>> BEGIN SUPPLIED MATERIAL
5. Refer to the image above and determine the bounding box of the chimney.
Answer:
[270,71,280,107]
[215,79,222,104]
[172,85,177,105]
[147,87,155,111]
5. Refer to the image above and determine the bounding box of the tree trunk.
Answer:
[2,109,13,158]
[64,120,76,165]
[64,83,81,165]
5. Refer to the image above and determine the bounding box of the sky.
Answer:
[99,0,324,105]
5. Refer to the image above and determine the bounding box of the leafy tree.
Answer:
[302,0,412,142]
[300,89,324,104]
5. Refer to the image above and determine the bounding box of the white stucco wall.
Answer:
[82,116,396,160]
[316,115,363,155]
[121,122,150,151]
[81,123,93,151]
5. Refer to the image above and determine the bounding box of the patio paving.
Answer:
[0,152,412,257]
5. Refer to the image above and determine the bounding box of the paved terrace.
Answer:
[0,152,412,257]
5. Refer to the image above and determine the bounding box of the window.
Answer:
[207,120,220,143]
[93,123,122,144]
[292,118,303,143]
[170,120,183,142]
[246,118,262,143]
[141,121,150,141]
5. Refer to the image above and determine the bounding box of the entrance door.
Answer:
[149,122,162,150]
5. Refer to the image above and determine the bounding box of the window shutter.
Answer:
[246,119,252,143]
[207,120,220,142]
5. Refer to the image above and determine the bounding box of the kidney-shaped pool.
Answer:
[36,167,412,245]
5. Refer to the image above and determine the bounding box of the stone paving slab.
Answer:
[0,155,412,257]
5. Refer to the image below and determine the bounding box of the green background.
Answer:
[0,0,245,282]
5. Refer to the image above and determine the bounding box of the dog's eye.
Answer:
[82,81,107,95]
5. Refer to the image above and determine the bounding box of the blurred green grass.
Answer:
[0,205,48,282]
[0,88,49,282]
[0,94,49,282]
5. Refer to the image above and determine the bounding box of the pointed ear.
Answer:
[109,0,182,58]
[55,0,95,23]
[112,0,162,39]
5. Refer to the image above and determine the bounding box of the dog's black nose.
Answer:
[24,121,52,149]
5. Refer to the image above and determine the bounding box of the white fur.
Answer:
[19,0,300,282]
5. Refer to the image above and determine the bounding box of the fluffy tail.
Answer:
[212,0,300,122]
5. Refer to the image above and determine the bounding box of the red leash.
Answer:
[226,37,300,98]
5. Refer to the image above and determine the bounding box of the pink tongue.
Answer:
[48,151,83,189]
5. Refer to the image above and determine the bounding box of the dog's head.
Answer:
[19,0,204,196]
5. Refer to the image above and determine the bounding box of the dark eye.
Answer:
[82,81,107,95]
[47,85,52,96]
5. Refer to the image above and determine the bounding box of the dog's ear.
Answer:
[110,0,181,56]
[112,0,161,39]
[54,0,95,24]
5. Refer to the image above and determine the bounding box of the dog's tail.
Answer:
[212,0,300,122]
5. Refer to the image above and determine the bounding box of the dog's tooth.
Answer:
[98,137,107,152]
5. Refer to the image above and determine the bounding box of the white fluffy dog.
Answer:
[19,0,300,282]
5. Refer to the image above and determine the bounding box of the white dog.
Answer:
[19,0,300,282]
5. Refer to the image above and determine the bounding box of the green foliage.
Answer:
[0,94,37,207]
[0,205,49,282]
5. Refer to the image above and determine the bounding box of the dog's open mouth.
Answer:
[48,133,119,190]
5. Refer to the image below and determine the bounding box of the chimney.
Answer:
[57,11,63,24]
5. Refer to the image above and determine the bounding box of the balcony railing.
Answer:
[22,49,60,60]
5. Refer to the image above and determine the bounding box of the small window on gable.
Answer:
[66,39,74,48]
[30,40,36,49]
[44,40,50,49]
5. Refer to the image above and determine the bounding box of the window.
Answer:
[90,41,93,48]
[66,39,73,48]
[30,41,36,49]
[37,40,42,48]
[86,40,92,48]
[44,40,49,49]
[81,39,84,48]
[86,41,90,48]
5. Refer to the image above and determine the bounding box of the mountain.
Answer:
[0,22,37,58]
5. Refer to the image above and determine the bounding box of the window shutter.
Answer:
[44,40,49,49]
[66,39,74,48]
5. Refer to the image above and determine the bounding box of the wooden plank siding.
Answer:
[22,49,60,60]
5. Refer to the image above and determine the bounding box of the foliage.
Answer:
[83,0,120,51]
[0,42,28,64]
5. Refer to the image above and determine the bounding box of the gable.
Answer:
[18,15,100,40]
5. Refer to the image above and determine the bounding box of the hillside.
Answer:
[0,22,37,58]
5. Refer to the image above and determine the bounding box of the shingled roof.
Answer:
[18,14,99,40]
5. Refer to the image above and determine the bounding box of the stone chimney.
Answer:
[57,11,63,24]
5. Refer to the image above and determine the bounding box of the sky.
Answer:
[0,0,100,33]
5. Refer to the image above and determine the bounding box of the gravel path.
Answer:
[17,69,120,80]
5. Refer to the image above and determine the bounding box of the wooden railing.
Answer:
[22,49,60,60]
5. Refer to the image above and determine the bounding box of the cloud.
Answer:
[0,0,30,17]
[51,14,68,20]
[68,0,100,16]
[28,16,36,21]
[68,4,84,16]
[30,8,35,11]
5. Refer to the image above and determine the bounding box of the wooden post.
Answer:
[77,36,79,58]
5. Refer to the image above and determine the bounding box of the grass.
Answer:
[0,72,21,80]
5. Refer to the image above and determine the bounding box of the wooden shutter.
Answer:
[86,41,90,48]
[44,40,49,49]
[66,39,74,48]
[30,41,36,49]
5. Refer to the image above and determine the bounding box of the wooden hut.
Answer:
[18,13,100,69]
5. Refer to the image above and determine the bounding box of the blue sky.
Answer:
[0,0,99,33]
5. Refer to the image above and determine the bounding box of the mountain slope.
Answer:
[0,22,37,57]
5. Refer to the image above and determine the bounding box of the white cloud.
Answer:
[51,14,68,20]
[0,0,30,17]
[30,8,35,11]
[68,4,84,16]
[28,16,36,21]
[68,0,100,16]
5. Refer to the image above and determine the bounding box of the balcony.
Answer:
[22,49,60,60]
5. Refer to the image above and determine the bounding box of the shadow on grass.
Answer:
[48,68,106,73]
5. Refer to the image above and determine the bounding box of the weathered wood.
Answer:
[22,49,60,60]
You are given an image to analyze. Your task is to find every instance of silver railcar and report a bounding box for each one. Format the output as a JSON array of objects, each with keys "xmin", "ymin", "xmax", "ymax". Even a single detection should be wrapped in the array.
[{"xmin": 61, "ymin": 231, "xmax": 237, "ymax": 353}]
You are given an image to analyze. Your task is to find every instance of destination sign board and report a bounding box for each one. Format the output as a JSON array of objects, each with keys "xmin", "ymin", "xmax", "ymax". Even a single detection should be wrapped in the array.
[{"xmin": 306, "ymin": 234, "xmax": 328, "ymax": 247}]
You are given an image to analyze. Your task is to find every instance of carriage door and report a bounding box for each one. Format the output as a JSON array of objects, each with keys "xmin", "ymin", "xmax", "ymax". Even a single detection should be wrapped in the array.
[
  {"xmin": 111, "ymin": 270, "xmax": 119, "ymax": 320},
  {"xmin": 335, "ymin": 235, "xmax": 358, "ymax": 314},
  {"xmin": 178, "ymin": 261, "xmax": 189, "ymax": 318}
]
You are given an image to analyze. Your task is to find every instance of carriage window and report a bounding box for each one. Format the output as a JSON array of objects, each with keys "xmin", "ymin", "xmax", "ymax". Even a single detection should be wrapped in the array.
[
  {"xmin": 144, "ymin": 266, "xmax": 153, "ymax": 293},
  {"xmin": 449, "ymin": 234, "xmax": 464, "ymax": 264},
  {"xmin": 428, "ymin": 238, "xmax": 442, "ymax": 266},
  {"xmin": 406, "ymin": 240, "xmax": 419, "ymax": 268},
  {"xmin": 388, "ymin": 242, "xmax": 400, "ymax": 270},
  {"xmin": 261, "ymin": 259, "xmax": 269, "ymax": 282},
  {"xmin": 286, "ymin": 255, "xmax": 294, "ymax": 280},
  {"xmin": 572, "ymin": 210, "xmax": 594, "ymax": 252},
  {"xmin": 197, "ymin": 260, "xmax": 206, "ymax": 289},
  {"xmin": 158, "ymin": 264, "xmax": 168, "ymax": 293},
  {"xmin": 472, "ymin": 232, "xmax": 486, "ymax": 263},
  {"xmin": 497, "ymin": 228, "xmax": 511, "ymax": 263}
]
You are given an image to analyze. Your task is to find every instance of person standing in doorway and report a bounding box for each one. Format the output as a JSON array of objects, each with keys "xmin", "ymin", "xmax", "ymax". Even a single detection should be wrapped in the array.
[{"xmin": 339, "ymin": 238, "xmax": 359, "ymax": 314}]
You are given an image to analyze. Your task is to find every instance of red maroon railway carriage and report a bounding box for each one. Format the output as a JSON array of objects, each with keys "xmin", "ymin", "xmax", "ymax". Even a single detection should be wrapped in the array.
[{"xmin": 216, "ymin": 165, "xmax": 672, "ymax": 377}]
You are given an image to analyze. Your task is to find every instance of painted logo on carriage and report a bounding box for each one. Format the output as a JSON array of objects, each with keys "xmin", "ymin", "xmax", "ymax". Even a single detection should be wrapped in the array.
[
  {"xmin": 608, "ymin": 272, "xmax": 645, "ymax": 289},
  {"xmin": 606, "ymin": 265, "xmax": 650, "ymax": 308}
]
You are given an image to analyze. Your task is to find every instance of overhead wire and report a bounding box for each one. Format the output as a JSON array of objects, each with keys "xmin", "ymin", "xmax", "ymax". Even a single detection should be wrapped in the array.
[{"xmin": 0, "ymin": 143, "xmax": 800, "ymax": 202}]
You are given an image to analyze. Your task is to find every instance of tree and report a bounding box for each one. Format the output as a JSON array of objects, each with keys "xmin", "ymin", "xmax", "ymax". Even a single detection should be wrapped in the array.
>> END SUPPLIED MATERIAL
- DIRECTIONS:
Reproduce the items verbatim, beginning at the line that contains "white fluffy dog." and stopping after the line that contains "[18,14,99,40]".

- TASK OUTPUT:
5. Refer to the image above and determine the bounding box of the white fluffy dog.
Answer:
[19,0,300,282]
5. Refer to the image above and determine the bounding box of the white dog.
Answer:
[19,0,300,282]
5. Refer to the image above and determine the bounding box of the green foliage.
Answer:
[0,94,37,207]
[0,205,49,282]
5. Refer to the image above and determine the bounding box of the dog's open mouth.
Answer:
[48,133,119,190]
5. Refer to the image below and determine the bounding box of the chimney.
Answer:
[57,11,63,24]
5. Refer to the image above and determine the bounding box of the balcony railing.
Answer:
[22,49,60,60]
5. Refer to the image above and determine the bounding box of the small window on gable.
Answer:
[66,39,74,48]
[30,40,36,49]
[44,40,50,49]
5. Refer to the image above and determine the bounding box of the window.
Answer:
[90,41,93,48]
[66,39,73,48]
[30,41,36,49]
[37,40,42,48]
[86,40,92,48]
[44,40,49,49]
[81,39,84,48]
[86,41,90,48]
5. Refer to the image above and determine the bounding box of the mountain.
Answer:
[0,22,37,58]
5. Refer to the image above and determine the bounding box of the window shutter.
Answer:
[44,40,49,49]
[66,39,74,48]
5. Refer to the image above and determine the bounding box of the wooden plank siding.
Answer:
[22,49,60,60]
5. Refer to the image above and determine the bounding box of the foliage.
Answer:
[83,0,120,51]
[0,42,28,64]
5. Refer to the image above and determine the bounding box of the gable.
Answer:
[18,15,100,40]
5. Refer to the image above and determine the bounding box of the hillside.
Answer:
[0,22,37,58]
5. Refer to the image above and determine the bounding box of the shingled roof.
Answer:
[18,14,99,40]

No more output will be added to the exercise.